** Data supplied follows **
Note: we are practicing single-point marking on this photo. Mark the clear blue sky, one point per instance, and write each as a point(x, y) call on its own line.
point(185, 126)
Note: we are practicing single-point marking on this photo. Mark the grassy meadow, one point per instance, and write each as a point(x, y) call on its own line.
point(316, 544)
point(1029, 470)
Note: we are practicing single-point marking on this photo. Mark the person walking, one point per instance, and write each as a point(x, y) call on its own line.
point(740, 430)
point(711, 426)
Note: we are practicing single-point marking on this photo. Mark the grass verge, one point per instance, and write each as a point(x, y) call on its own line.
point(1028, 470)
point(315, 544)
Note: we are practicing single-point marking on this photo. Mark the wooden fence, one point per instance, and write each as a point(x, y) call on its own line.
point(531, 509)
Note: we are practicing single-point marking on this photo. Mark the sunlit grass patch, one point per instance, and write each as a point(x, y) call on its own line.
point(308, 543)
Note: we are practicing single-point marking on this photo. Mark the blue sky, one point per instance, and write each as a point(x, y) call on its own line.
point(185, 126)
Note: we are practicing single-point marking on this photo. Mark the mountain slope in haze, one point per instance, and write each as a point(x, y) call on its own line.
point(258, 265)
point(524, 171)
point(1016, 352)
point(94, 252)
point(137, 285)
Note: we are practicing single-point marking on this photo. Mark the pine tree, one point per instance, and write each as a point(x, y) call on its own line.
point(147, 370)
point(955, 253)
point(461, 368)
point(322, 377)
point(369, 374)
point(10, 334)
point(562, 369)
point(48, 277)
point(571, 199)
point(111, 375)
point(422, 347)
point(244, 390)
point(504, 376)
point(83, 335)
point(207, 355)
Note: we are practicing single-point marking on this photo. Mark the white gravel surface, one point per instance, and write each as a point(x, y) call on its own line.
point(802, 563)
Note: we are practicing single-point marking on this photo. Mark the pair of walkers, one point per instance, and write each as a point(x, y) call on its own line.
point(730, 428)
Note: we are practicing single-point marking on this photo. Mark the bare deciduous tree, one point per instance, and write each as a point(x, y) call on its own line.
** End of Data supplied **
# [Exercise goal]
Write out every entry again exactly, please, with nothing missing.

# [Answer below]
Note: we are practicing single-point marking on this photo. Mark the clear blue sky, one point per instance, and write each as a point(x, y) call on its own line.
point(185, 126)
Note: we are practicing single-point marking on this photo. Mark the grassy meadow, one point per instance, and write each as a point(x, y) call on its own line.
point(316, 544)
point(1029, 470)
Note: we are practicing single-point marking on this photo. Mark the person walking, one point per instance, and write each as a point(x, y) call on its own line.
point(740, 430)
point(711, 426)
Note: we are practicing single-point marking on this photo. Mark the grass verge, one point per instance, and write each as a point(x, y) call on its own line.
point(1028, 470)
point(315, 544)
Note: we are practicing single-point marking on this photo. Mark the wooden fence, one point per instance, and write each as a point(x, y) call on its own line.
point(531, 509)
Note: we are practicing single-point marking on this photo. Mark the sunlit grass patch, one point per instance, and write each as a point(x, y) call on its own line.
point(308, 543)
Note: we are practicing single-point marking on this photo. Mark the blue sky, one point per instance, and write each as a point(x, y) call on its own line.
point(185, 126)
Note: we are practicing single-point marking on this photo. Mark the mountain slope in haze, one point per instance, and write each as a point(x, y) call on its own line.
point(258, 265)
point(524, 171)
point(1016, 352)
point(94, 252)
point(137, 285)
Note: we are practicing single-point marking on this photo. Mark the pine tree, one point per instance, and write each as a point(x, y) call on its own line.
point(147, 370)
point(955, 253)
point(461, 368)
point(322, 377)
point(369, 374)
point(10, 334)
point(562, 369)
point(48, 277)
point(571, 199)
point(111, 375)
point(422, 347)
point(244, 390)
point(504, 376)
point(83, 335)
point(207, 355)
Note: we are practicing single-point marking on this photo. Mark the white gravel surface, one point per instance, and write each as a point(x, y) call on its own line.
point(802, 563)
Note: we are practicing single-point marking on this photo. Mark the pair of walkers, one point per instance, and write each as a point(x, y) call on its own line.
point(730, 428)
Note: we are practicing single-point marking on this photo. Mark the bare deciduous tree, one point per instance, and write each as a point(x, y) call on its own line.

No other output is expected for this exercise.